How many lines in the material below contain the string "target"? Reply with the number alone.

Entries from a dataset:
>>>

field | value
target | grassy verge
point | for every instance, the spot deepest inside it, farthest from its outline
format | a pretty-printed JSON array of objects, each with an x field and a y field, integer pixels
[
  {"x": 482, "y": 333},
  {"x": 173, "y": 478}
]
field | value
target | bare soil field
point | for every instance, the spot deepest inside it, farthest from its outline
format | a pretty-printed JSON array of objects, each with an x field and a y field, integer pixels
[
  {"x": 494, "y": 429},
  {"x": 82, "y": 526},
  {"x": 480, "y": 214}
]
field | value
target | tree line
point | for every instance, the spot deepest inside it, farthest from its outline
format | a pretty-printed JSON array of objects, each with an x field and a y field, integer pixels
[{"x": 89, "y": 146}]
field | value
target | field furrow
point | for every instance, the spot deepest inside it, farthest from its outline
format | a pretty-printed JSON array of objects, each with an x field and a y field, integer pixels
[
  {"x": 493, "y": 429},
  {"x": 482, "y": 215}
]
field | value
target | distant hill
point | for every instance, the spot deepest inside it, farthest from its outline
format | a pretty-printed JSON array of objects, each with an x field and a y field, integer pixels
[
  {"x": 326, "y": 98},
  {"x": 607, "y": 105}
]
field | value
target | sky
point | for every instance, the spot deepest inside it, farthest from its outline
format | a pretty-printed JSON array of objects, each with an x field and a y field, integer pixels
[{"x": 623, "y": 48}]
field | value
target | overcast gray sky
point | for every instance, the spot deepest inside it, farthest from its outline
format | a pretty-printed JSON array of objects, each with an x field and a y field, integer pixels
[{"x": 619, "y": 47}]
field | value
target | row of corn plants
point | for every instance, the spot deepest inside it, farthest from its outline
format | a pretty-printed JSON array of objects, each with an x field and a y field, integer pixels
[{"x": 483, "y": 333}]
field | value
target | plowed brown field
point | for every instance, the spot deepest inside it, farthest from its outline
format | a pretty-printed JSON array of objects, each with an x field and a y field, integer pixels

<<<

FINAL ANSWER → 9